O QUE FAZER:
Liste todas as linhas dos itens abaixo que contêm a palavra "blank".

DADOS DA TAREFA:
.....
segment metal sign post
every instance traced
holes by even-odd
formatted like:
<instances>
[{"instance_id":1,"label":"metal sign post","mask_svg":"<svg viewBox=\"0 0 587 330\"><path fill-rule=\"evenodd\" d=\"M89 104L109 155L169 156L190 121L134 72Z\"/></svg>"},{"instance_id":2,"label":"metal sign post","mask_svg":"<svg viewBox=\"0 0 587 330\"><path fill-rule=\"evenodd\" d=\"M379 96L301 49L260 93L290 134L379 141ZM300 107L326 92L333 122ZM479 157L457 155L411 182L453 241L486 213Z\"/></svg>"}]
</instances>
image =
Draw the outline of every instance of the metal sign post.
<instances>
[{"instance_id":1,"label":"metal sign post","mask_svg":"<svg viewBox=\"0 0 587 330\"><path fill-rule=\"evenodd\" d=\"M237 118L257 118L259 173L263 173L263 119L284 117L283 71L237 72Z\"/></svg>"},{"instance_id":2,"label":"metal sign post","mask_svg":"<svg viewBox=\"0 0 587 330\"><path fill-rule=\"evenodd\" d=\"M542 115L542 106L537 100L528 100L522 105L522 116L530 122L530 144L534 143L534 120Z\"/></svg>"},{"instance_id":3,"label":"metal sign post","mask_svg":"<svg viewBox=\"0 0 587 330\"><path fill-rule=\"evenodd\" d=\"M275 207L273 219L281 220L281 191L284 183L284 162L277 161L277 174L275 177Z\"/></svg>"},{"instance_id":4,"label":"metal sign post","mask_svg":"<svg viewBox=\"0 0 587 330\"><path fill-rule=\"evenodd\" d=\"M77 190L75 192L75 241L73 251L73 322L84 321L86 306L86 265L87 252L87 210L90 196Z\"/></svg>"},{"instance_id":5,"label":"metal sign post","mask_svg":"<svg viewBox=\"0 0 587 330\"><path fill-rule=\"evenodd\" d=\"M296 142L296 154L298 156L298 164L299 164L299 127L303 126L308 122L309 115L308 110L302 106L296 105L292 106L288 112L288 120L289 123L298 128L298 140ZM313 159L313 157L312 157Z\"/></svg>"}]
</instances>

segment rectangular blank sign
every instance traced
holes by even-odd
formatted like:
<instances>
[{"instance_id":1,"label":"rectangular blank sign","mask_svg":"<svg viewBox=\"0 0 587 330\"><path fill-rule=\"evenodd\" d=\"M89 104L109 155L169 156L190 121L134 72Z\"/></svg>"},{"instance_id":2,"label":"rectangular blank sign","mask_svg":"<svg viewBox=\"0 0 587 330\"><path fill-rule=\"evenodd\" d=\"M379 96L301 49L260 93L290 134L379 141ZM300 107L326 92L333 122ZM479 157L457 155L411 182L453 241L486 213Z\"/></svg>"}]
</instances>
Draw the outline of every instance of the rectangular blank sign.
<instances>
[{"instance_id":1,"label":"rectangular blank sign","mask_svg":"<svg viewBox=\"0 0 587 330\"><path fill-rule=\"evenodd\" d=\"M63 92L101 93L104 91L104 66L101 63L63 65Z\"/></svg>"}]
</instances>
.....
RESULTADO DA TAREFA:
segment rectangular blank sign
[{"instance_id":1,"label":"rectangular blank sign","mask_svg":"<svg viewBox=\"0 0 587 330\"><path fill-rule=\"evenodd\" d=\"M89 104L109 155L169 156L190 121L134 72Z\"/></svg>"},{"instance_id":2,"label":"rectangular blank sign","mask_svg":"<svg viewBox=\"0 0 587 330\"><path fill-rule=\"evenodd\" d=\"M379 96L301 49L260 93L290 134L379 141ZM300 107L326 92L333 122ZM479 157L457 155L411 182L453 241L486 213Z\"/></svg>"}]
Draw the outline of every instance of the rectangular blank sign.
[{"instance_id":1,"label":"rectangular blank sign","mask_svg":"<svg viewBox=\"0 0 587 330\"><path fill-rule=\"evenodd\" d=\"M63 92L101 93L104 91L104 66L101 63L63 65Z\"/></svg>"}]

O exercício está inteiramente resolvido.